---- Brano proposto

Le scritte e disegni murali di tutti i tipi (perché chiamarli "graffiti"? un graffito è "un inciso o un disegno tracciato su roccia, metallo o ceramica con una punta che scalfisce la superficie in modo da scoprire parte di uno strato di colore diverso preparato di sotto, o riempiendo le incisioni con materiale di colore diverso", niente a che vedere con quello di cui si parla), oltre a esser espressione di nulla e spesso di dubbio valore artistico sono elementi entrati di forza e non invitati nello scenario cittadino, determinando, come anche gli onnipresenti cartelli e adesivi pubblicitari, un grande disordine, un inquinamento visivo che tutti si sono dovuti abituare a subire rassegnati e che influisce negativamente a livello psicologico.
L'aspetto della città dovrebbe essere una scelta di tutti cittadini, da tradurre a livello istituzionale con un'attenta e generale pianificazione urbanistica e dell'arredo urbano che la rispecchi, e non essere alterato da pochi imbrattatori.
Credo sia diseducativo proporre quest'attività in termini positivi, si deve invece separare nettamente l'elemento artistico dalla componente di danneggiamento e trasgressione, che spesso si fondono in maniera ambigua e strisciante.
Chi decide che cos’è arte e che cosa no? Non si può saperlo prima che l’opera sia realizzata, allora nel dubbio tutti gli aspiranti sarebbero autorizzati a utilizzare la città per esercitarsi a spese del decoro urbano e dei cittadini?
Oltre a sporcare muri, case, monumenti, fontane, tettoie per bici, vagoni, e tanto altro, con vernici solitamente per metalli inadatte al supporto murario che si scrostano in breve tempo, deteriorando gravemente i materiali di cui sono composti, il danno che provocano alla città è enorme e non è solo identificabile nei danni materiali o d’immagine.

--------
---- Record estratti

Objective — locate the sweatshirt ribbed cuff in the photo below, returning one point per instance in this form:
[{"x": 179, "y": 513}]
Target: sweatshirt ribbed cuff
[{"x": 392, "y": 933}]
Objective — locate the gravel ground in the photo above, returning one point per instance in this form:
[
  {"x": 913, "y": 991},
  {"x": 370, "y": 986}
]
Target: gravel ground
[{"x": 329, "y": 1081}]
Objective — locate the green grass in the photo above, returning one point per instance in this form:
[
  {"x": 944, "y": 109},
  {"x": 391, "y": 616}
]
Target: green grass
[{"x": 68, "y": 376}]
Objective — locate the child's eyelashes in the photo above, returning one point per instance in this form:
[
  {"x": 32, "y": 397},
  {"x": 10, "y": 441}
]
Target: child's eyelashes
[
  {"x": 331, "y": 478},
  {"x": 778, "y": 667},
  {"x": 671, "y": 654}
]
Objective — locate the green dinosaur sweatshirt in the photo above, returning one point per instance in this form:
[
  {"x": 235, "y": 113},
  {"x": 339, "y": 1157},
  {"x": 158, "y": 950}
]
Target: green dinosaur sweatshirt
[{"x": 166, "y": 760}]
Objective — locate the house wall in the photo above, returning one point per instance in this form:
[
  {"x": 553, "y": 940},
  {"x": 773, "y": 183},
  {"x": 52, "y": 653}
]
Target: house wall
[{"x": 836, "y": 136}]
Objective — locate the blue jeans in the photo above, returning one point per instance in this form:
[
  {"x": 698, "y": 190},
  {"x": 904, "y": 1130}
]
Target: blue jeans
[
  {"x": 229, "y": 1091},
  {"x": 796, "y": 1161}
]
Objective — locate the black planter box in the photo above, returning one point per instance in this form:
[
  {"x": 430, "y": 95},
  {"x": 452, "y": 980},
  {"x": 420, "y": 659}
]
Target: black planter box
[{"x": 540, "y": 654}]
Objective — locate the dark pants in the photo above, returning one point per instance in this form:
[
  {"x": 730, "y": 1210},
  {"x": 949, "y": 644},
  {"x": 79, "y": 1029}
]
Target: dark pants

--------

● **Le consegne**:
• 1. Traduci in inglese questa frase tratta dal brano sulle scritte murali: "Credo sia diseducativo proporre quest'attività in termini positivi, si deve invece separare nettamente l'elemento artistico dalla componente di danneggiamento e trasgressione, che spesso si fondono in maniera ambigua e strisciante."
• 2. Per favore, trascrivi senza modifiche le righe dei record, dalla riga che contiene "Objective — locate the green dinosaur" fino alla fine dei record, estremi compresi.

● **Risposte fornite**:
• 1. I believe it is miseducative to present this activity in positive terms; instead, the artistic element must be sharply separated from the element of damage and transgression, which often merge in an ambiguous and insidious way.

• 2.
Objective — locate the green dinosaur sweatshirt in the photo above, returning one point per instance in this form:
[
  {"x": 235, "y": 113},
  {"x": 339, "y": 1157},
  {"x": 158, "y": 950}
]
Target: green dinosaur sweatshirt
[{"x": 166, "y": 760}]
Objective — locate the house wall in the photo above, returning one point per instance in this form:
[
  {"x": 553, "y": 940},
  {"x": 773, "y": 183},
  {"x": 52, "y": 653}
]
Target: house wall
[{"x": 836, "y": 136}]
Objective — locate the blue jeans in the photo above, returning one point per instance in this form:
[
  {"x": 698, "y": 190},
  {"x": 904, "y": 1130}
]
Target: blue jeans
[
  {"x": 229, "y": 1091},
  {"x": 796, "y": 1161}
]
Objective — locate the black planter box in the photo above, returning one point per instance in this form:
[
  {"x": 430, "y": 95},
  {"x": 452, "y": 980},
  {"x": 420, "y": 659}
]
Target: black planter box
[{"x": 540, "y": 654}]
Objective — locate the dark pants in the photo above, returning one point per instance in this form:
[
  {"x": 730, "y": 1210},
  {"x": 949, "y": 644},
  {"x": 79, "y": 1029}
]
Target: dark pants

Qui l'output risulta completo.